Data listing
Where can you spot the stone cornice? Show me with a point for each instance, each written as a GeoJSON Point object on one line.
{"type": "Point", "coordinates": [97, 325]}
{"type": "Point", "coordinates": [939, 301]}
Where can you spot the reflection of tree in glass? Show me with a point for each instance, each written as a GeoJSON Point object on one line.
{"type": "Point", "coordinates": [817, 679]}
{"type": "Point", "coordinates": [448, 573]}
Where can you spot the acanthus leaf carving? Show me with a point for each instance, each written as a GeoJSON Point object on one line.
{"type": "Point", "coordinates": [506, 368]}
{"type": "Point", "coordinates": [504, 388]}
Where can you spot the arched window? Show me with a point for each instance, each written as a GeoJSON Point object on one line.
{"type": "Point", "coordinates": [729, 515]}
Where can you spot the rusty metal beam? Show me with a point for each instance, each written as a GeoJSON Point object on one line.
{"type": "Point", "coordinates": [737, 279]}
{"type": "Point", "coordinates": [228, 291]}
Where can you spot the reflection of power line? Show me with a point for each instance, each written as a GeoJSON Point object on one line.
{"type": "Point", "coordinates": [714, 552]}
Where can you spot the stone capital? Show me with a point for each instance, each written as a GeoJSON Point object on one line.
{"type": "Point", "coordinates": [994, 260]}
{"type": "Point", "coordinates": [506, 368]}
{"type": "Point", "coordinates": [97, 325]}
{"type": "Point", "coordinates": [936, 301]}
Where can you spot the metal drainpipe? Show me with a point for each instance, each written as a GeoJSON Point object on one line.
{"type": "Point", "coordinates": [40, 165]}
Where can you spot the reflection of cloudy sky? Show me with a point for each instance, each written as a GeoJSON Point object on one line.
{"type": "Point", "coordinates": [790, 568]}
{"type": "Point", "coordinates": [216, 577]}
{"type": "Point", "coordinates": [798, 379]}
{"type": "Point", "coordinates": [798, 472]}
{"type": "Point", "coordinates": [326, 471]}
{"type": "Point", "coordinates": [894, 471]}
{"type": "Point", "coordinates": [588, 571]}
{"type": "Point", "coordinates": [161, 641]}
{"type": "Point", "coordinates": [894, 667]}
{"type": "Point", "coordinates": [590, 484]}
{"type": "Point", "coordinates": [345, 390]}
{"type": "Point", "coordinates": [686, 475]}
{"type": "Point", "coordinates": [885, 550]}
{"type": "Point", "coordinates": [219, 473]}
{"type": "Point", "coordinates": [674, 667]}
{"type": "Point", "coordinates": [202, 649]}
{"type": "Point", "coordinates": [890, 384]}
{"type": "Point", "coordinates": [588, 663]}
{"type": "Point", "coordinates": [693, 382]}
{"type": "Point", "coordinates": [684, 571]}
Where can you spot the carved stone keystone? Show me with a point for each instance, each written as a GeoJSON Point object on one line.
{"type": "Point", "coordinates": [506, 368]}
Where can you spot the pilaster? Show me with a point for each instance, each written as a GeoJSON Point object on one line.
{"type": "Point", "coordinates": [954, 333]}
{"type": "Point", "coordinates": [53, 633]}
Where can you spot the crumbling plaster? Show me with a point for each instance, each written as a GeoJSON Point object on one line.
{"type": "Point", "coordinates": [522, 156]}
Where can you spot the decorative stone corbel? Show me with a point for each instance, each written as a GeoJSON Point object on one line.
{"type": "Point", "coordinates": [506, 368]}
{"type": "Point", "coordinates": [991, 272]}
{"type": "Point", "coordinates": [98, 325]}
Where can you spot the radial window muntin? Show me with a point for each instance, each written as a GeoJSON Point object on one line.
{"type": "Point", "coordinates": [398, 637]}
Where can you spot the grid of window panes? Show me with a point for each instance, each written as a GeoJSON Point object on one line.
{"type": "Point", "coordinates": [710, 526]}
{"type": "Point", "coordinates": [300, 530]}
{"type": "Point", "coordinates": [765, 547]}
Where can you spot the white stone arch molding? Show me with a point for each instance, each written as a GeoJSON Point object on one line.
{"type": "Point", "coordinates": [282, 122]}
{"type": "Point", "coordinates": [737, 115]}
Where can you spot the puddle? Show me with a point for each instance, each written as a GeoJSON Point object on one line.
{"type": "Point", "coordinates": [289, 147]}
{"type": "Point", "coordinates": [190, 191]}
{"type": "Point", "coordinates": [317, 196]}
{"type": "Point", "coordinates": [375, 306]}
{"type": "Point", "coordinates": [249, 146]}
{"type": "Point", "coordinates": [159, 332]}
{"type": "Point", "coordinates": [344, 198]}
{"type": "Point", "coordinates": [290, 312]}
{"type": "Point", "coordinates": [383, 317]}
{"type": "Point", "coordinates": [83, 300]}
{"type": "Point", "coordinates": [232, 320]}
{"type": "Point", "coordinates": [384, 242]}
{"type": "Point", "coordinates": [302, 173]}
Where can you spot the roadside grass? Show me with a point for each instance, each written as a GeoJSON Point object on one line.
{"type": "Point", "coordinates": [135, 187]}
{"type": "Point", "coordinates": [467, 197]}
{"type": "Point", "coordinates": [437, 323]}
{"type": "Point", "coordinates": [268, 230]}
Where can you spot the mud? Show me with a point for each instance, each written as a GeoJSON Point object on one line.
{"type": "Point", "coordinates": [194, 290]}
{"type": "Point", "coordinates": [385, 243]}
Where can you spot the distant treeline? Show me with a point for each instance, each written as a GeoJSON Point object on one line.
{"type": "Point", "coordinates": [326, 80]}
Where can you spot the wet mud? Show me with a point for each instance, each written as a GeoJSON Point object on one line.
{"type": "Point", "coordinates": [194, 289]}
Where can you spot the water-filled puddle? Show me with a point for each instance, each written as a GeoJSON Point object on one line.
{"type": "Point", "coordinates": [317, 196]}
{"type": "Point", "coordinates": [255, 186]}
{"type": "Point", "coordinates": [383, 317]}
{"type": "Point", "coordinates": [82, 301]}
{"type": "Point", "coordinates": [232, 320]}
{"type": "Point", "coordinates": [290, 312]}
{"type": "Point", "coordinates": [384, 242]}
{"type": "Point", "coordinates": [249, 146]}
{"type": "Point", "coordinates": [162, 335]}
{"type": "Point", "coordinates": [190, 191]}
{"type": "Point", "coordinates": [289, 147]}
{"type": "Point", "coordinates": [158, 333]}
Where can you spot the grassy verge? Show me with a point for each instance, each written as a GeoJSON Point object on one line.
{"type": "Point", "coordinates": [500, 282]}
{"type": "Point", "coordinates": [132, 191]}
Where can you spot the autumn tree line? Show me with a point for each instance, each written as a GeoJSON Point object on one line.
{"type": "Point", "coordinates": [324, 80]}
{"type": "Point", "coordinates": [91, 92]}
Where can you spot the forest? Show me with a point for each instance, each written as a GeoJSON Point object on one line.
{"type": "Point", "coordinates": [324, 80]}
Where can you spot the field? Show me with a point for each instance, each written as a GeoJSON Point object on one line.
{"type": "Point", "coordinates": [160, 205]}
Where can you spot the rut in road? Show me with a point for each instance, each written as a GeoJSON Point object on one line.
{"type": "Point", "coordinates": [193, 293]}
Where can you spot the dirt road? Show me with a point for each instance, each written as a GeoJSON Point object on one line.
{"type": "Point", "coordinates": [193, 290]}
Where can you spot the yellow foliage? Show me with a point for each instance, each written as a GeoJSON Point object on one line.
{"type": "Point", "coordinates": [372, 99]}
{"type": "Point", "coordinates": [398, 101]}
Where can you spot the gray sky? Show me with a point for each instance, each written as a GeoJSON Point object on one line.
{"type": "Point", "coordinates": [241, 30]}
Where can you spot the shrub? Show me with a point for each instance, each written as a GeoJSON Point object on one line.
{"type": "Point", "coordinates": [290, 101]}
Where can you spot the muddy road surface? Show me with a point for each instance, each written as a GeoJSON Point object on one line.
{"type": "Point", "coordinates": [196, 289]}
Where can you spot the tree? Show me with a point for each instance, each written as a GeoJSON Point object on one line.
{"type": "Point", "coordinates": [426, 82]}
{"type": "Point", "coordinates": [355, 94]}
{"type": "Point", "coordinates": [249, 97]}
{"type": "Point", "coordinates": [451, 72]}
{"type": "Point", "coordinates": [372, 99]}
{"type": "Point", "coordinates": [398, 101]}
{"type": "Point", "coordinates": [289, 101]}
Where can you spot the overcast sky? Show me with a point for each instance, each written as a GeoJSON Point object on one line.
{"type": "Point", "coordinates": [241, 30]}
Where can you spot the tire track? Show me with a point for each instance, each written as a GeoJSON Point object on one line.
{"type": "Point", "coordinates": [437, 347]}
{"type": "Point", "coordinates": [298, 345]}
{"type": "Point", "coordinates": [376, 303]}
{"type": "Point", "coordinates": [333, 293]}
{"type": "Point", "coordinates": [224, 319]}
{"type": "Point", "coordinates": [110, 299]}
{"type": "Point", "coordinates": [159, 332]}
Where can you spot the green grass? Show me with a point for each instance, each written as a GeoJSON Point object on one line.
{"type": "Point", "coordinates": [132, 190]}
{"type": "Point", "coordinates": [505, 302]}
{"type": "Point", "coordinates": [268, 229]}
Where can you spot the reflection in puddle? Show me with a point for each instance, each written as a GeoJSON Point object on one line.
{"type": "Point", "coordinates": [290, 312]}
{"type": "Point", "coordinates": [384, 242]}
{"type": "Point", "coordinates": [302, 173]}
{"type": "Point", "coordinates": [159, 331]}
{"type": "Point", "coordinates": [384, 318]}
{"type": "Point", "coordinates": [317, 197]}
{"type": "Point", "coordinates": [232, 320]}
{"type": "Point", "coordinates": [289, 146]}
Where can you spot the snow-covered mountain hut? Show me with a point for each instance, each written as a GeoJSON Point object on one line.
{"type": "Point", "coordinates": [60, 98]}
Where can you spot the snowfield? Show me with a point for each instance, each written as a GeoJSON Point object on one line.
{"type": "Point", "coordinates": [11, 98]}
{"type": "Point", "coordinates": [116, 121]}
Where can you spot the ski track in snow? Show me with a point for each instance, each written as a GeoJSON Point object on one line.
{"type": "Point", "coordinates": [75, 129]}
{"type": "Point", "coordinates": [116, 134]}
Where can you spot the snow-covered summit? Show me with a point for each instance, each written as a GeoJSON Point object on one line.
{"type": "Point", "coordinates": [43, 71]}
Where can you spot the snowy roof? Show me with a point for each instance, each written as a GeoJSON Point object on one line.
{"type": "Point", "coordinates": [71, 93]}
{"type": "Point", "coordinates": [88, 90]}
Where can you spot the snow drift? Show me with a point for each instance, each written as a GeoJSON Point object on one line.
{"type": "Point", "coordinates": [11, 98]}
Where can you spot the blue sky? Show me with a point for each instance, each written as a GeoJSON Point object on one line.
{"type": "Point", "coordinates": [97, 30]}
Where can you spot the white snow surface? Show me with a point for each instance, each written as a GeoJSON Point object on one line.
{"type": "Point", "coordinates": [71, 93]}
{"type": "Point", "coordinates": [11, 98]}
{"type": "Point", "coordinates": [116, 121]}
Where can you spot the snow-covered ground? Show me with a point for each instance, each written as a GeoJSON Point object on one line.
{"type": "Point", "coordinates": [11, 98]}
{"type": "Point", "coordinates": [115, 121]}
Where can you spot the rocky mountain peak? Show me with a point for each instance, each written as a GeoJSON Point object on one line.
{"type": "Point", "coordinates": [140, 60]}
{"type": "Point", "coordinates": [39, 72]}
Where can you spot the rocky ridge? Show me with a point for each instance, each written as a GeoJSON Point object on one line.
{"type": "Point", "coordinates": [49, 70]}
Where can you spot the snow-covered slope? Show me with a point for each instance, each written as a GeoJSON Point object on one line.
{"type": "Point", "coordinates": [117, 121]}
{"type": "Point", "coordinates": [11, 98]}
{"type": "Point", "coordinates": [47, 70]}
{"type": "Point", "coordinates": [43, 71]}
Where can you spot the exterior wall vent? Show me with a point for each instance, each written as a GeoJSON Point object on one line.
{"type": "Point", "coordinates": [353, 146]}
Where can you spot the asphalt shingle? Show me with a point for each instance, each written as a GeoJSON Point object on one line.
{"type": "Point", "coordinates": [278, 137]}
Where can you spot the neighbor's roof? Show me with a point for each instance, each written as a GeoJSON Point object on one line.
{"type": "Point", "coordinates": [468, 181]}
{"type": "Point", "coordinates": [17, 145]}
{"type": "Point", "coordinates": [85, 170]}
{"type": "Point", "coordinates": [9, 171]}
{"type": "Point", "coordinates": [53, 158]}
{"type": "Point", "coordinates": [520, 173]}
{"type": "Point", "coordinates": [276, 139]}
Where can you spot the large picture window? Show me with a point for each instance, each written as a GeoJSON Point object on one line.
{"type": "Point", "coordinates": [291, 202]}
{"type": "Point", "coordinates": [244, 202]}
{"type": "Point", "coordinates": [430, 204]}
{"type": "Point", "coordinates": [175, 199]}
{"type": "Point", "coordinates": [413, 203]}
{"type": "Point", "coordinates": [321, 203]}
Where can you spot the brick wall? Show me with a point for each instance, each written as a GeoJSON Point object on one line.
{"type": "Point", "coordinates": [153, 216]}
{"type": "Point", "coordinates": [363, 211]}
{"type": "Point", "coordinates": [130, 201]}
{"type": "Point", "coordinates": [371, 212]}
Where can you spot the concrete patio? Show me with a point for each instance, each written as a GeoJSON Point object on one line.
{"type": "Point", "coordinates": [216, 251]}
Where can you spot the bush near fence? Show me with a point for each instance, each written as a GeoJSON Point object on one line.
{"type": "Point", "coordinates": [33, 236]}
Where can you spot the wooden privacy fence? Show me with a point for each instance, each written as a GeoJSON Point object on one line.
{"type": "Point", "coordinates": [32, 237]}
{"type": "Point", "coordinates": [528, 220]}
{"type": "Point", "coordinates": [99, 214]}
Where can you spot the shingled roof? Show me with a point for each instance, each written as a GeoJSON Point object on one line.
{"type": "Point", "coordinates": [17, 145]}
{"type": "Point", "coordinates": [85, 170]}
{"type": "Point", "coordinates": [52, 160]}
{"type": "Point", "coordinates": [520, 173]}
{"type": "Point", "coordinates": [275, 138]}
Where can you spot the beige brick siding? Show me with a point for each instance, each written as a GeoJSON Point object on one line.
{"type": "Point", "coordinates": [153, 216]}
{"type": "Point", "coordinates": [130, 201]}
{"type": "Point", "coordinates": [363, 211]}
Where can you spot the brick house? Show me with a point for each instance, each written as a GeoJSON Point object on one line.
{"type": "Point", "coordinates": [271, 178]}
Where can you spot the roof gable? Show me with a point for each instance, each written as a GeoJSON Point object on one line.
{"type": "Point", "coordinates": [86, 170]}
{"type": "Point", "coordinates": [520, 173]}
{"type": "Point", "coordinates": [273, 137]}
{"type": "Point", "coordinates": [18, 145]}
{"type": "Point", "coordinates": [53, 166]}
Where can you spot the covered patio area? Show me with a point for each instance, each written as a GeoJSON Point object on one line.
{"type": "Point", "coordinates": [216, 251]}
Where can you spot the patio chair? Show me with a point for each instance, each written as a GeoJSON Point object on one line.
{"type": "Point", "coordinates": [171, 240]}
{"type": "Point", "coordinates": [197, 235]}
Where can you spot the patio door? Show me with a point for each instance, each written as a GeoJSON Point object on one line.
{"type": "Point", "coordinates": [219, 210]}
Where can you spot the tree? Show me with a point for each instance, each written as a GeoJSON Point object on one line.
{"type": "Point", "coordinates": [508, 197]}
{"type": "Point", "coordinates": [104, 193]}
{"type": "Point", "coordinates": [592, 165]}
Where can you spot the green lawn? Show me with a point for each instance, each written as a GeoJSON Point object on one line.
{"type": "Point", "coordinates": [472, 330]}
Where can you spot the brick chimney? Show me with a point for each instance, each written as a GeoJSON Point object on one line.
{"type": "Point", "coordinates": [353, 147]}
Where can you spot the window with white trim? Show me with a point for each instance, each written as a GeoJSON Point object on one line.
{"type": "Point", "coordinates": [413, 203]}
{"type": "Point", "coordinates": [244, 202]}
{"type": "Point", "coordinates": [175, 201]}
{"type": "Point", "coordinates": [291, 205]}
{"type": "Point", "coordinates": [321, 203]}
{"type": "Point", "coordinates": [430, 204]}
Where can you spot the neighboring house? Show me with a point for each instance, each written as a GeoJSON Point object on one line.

▶ _Task to carry out_: Repeat exactly, and only, the lines from the line with "Where can you spot the brick house?" through the end of the listing above, both ends included.

▶ _The response_:
Where can you spot the brick house? Show me with a point for each instance, each written as a GeoJSON Point object on one line.
{"type": "Point", "coordinates": [271, 178]}
Where can you spot the roof gable? Show me with a point for each instance, each written as a GeoJSON Point object on one line.
{"type": "Point", "coordinates": [86, 170]}
{"type": "Point", "coordinates": [520, 173]}
{"type": "Point", "coordinates": [273, 137]}
{"type": "Point", "coordinates": [18, 145]}
{"type": "Point", "coordinates": [53, 166]}
Where can you spot the covered patio area? Show me with a point for each instance, each written as a GeoJSON Point object on one line.
{"type": "Point", "coordinates": [216, 251]}
Where can you spot the patio chair? Show me with a point for each instance, each written as a GeoJSON Point object on one line.
{"type": "Point", "coordinates": [171, 240]}
{"type": "Point", "coordinates": [197, 235]}
Where can you spot the patio door? Show me with a point for each instance, each written as a GeoJSON Point object on one line.
{"type": "Point", "coordinates": [219, 210]}
Where can you spot the tree? Show me with a point for each instance, each written as a GeoJSON Point object on one line.
{"type": "Point", "coordinates": [508, 197]}
{"type": "Point", "coordinates": [104, 193]}
{"type": "Point", "coordinates": [592, 165]}
Where can you spot the green lawn? Show me with a point for each instance, each written as a GeoJSON Point object on one line.
{"type": "Point", "coordinates": [472, 330]}
Where can you spot the brick chimney? Show me with a point for each instance, each written as a GeoJSON Point object on one line.
{"type": "Point", "coordinates": [353, 147]}
Where can you spot the window with white trim? Show me with a point for each instance, each written as a GeoJSON Point object on one line.
{"type": "Point", "coordinates": [413, 203]}
{"type": "Point", "coordinates": [244, 202]}
{"type": "Point", "coordinates": [175, 201]}
{"type": "Point", "coordinates": [291, 205]}
{"type": "Point", "coordinates": [321, 203]}
{"type": "Point", "coordinates": [430, 204]}
Where can you spot the neighboring house? Show me with a point for each instance, each written as a GeoJSON Point object on one line.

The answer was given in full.